◆ EXERCISE REQUIREMENTS:
Reproduce each record below exactly as written.

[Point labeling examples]
================================
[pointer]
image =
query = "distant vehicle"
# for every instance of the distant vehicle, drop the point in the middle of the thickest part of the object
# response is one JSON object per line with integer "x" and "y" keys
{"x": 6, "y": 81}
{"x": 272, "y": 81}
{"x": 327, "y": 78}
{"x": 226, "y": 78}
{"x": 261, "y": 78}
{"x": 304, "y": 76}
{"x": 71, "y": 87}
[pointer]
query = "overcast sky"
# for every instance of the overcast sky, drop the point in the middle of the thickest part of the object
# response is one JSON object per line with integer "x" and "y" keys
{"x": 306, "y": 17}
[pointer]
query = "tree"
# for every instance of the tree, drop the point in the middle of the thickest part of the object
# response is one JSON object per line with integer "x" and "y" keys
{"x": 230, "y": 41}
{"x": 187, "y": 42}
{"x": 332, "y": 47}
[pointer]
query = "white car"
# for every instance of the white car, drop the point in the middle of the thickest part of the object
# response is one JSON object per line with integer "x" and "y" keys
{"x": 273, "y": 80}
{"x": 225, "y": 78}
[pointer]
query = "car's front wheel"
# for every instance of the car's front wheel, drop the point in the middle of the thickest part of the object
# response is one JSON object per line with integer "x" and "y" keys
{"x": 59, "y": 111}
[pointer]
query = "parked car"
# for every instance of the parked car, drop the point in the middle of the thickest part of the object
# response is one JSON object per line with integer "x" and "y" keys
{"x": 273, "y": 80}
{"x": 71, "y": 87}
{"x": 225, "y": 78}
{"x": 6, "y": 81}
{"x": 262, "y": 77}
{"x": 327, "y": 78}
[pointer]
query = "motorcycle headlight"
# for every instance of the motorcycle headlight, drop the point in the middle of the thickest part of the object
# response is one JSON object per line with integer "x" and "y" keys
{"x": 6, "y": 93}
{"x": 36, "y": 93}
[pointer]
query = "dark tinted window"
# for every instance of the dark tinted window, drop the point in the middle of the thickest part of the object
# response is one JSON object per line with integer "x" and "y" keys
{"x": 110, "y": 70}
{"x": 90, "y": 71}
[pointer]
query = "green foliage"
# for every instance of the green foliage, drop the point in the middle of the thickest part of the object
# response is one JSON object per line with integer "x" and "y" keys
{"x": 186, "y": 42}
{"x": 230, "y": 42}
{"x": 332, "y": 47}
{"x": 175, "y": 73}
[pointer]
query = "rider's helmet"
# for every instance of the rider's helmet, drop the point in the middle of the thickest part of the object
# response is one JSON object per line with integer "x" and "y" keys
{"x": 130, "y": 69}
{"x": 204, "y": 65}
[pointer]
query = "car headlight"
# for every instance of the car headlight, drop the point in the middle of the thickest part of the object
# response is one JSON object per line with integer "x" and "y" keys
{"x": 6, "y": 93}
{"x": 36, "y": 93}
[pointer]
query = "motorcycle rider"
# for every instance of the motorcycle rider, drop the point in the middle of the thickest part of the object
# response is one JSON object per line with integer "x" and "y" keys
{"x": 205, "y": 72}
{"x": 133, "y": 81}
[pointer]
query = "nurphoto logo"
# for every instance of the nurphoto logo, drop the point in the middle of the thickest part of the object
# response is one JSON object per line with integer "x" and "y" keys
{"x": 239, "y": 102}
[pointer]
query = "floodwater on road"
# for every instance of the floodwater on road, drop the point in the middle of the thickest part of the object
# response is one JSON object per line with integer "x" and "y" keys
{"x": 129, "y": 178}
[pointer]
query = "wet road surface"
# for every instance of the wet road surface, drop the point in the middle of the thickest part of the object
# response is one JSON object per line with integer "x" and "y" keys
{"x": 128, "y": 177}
================================
◆ ANSWER TO THIS EXERCISE:
[pointer]
image =
query = "distant vehicle"
# for every instance of the distant vehicle, drop the point in the middle of the thickest part of the object
# response is one JSON object per line with integer "x" and "y" keys
{"x": 6, "y": 81}
{"x": 272, "y": 81}
{"x": 327, "y": 78}
{"x": 226, "y": 78}
{"x": 261, "y": 78}
{"x": 304, "y": 76}
{"x": 71, "y": 87}
[pointer]
query = "overcast sky"
# for every instance of the overcast sky, drop the point in the middle of the thickest part of the object
# response is one JSON object per line with integer "x" and "y" keys
{"x": 306, "y": 17}
[pointer]
query = "tree"
# for every instance of the tree, drop the point in the middle of the thickest part of the object
# response is one JSON object per line with integer "x" and "y" keys
{"x": 230, "y": 41}
{"x": 187, "y": 42}
{"x": 332, "y": 47}
[pointer]
query = "white car"
# for every instance of the white car, drop the point in the middle of the thickest part of the object
# response is one JSON object per line with integer "x" and "y" keys
{"x": 273, "y": 80}
{"x": 225, "y": 78}
[pointer]
query = "car's front wheel"
# for every instance of the car's front wheel, drop the point in the middle of the thickest part of the object
# response is one JSON object per line with integer "x" and "y" keys
{"x": 59, "y": 111}
[pointer]
query = "parked car"
# for every instance of the parked car, drop the point in the middle of the thickest part of the object
# response is one JSON object per line with integer "x" and "y" keys
{"x": 273, "y": 80}
{"x": 71, "y": 87}
{"x": 225, "y": 78}
{"x": 6, "y": 81}
{"x": 262, "y": 77}
{"x": 327, "y": 78}
[pointer]
query = "motorcycle headlight"
# for every instance of the motorcycle headlight, drop the point in the middle of the thickest part of the object
# response is one JSON object per line with integer "x" and "y" keys
{"x": 6, "y": 93}
{"x": 36, "y": 93}
[pointer]
query = "dark tinted window"
# for every instance of the dark tinted window, drop the point in the middle of the thickest part of the object
# response is one JSON object per line with integer "x" and "y" keys
{"x": 110, "y": 70}
{"x": 90, "y": 71}
[pointer]
query = "green foliage"
# for every instance of the green foliage, drop the point in the middle of the thickest part of the object
# response is one JSON object per line with integer "x" and "y" keys
{"x": 186, "y": 42}
{"x": 230, "y": 42}
{"x": 332, "y": 47}
{"x": 175, "y": 73}
[pointer]
query = "rider's helmet"
# for every instance of the rider's helmet, drop the point in the middle of the thickest part of the object
# response is one JSON object per line with integer "x" and "y" keys
{"x": 130, "y": 69}
{"x": 204, "y": 65}
[pointer]
query = "car headlight"
# for every instance of the car headlight, drop the point in the middle of the thickest part of the object
# response is one JSON object per line with integer "x" and "y" keys
{"x": 6, "y": 93}
{"x": 36, "y": 93}
[pointer]
query = "motorcycle rider"
# for every instance of the motorcycle rider, drop the point in the middle of the thickest part of the object
# response is one JSON object per line with integer "x" and "y" keys
{"x": 205, "y": 72}
{"x": 133, "y": 81}
[pointer]
query = "nurphoto logo"
# for every instance of the nurphoto logo, drop the point in the middle of the thickest part of the object
# response is one JSON object per line with integer "x" and "y" keys
{"x": 239, "y": 102}
[pointer]
query = "floodwater on road"
# for every instance of the floodwater on road, drop the point in the middle of the thickest part of the object
# response is one JSON object per line with integer "x" and "y" keys
{"x": 129, "y": 178}
[pointer]
query = "wet road surface"
# for every instance of the wet road surface, drop the point in the middle of the thickest part of the object
# response is one JSON object per line with integer "x" and "y" keys
{"x": 128, "y": 177}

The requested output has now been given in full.